------ TEXT SECTION ------

The Islamic Revolutionary Guard Corps (IRGC) will also join the melee. In 1989, various Iranian power centers compromised on Khamenei precisely because he was weak. Khamenei compensated for the lack of political base by establishing a symbiotic relationship with the IRGC: He would resist any meaningful constraints on its power, and it would support him as he consolidated control over political rivals. The IRGC, which has also enriched itself to the tune of hundreds of billions of dollars over Khamenei’s rule, will not be willing to return to the barracks, nor will it risk a political fight with a new supreme leader; rather, the IRGC will try to prevent anyone whom it does not dominate from reaching the leadership.
The fight might be brutal. Whenever there has been a leadership vacuum in Iran, military forces have concentrated in the capital allowing restive tribes and political groups along the country’s periphery to fill the vacuum. Neighboring countries seldom resist involving themselves in the melee. This was the context of the 1946 Azerbaijan Crisis, the first real crisis of the Cold War, as the Soviet Union sought advantage from Iran’s weakness in the years after both the country’s occupation and the shah’s 1941 ouster. When Khamenei dies, it is reasonable to expect that not only Russia, but also Iraqi Kurds, Turks, Saudis, Israelis, and Pakistanis will all support proxy groups along Iran’s periphery if not in Tehran.

------ DATASET ------

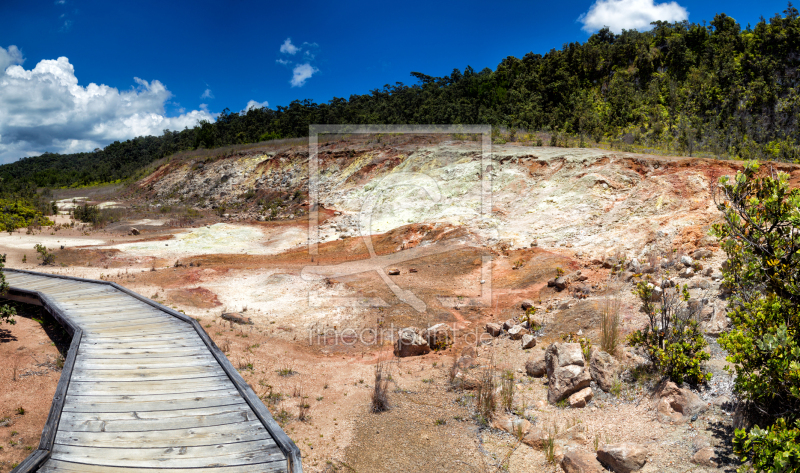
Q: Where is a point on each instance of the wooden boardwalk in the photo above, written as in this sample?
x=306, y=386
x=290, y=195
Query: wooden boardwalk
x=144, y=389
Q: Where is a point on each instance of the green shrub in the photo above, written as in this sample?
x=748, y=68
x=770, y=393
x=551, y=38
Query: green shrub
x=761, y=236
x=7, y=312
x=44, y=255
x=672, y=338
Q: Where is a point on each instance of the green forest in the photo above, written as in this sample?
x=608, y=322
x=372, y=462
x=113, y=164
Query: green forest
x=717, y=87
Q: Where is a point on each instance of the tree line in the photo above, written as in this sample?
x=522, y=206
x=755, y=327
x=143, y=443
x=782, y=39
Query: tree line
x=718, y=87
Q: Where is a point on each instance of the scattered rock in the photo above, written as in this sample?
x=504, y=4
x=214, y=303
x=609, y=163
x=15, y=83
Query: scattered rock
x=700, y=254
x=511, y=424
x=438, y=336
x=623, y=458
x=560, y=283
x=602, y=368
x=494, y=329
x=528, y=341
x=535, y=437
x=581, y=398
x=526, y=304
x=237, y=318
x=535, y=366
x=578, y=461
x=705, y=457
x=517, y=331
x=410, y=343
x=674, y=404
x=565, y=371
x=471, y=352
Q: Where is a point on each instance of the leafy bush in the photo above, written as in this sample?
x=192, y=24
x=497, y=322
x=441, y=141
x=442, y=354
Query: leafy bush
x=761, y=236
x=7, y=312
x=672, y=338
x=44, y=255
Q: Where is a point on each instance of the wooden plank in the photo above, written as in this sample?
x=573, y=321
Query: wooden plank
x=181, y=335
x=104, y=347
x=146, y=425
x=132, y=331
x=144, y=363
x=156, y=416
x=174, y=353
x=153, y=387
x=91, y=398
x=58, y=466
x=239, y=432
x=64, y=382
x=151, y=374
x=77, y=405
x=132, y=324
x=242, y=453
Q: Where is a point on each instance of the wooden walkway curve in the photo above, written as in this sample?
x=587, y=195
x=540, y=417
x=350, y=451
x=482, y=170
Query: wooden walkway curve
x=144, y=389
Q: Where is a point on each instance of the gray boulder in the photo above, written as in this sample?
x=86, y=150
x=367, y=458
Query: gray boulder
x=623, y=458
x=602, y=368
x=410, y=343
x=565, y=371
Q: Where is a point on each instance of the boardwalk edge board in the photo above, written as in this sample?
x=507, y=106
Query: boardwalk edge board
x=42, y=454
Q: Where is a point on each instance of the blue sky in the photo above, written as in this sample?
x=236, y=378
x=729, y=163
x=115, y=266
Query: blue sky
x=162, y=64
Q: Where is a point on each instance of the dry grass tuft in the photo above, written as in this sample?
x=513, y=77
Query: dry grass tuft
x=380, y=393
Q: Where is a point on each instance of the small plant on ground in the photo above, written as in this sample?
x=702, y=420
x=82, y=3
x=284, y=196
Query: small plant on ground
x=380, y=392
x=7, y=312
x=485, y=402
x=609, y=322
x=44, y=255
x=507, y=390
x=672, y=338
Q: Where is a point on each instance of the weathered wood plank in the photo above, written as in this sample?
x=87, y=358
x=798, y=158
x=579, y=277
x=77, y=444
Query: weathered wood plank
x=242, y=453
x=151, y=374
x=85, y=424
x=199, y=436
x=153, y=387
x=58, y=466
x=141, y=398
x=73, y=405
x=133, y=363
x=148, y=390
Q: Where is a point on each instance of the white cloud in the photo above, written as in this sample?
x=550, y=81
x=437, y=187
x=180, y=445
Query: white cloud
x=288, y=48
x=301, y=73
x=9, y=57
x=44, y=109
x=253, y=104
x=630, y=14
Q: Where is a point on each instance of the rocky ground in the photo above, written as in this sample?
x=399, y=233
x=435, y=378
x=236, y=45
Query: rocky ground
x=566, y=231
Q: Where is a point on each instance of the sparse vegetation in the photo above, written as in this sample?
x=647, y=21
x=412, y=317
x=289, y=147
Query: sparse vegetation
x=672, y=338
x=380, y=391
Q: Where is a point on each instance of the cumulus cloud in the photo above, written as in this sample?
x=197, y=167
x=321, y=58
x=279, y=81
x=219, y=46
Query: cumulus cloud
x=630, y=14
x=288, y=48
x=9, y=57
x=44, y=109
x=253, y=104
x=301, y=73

------
------ DATASET ------

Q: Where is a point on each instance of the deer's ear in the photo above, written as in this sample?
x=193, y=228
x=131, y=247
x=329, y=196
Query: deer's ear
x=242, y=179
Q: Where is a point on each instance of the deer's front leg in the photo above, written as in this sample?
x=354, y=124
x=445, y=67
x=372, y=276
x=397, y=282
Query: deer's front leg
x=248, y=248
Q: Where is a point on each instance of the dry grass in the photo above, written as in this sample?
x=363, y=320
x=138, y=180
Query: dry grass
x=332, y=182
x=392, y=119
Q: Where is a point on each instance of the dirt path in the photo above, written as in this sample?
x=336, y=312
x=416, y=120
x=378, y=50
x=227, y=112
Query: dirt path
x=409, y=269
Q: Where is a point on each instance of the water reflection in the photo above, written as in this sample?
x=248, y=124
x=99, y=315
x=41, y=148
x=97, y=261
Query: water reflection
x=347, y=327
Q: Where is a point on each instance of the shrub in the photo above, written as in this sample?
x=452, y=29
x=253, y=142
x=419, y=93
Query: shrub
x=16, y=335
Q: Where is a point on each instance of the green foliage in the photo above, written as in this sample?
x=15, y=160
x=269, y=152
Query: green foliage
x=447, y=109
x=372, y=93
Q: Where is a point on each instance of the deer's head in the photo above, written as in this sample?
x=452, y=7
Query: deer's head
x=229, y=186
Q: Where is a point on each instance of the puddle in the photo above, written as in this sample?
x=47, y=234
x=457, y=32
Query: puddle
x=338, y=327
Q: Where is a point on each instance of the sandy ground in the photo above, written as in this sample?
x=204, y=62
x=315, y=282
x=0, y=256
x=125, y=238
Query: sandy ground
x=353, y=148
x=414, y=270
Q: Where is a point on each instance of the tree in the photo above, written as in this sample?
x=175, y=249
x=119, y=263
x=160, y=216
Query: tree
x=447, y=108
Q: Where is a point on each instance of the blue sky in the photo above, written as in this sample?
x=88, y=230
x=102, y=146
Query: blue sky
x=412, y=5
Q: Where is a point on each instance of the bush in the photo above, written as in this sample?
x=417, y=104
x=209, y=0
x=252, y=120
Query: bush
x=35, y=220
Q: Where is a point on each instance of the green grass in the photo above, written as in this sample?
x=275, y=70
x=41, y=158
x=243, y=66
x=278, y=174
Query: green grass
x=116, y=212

------

Return the whole text on Iran after Khamenei exactly as it appears, with nothing changed.

The Islamic Revolutionary Guard Corps (IRGC) will also join the melee. In 1989, various Iranian power centers compromised on Khamenei precisely because he was weak. Khamenei compensated for the lack of political base by establishing a symbiotic relationship with the IRGC: He would resist any meaningful constraints on its power, and it would support him as he consolidated control over political rivals. The IRGC, which has also enriched itself to the tune of hundreds of billions of dollars over Khamenei’s rule, will not be willing to return to the barracks, nor will it risk a political fight with a new supreme leader; rather, the IRGC will try to prevent anyone whom it does not dominate from reaching the leadership.
The fight might be brutal. Whenever there has been a leadership vacuum in Iran, military forces have concentrated in the capital allowing restive tribes and political groups along the country’s periphery to fill the vacuum. Neighboring countries seldom resist involving themselves in the melee. This was the context of the 1946 Azerbaijan Crisis, the first real crisis of the Cold War, as the Soviet Union sought advantage from Iran’s weakness in the years after both the country’s occupation and the shah’s 1941 ouster. When Khamenei dies, it is reasonable to expect that not only Russia, but also Iraqi Kurds, Turks, Saudis, Israelis, and Pakistanis will all support proxy groups along Iran’s periphery if not in Tehran.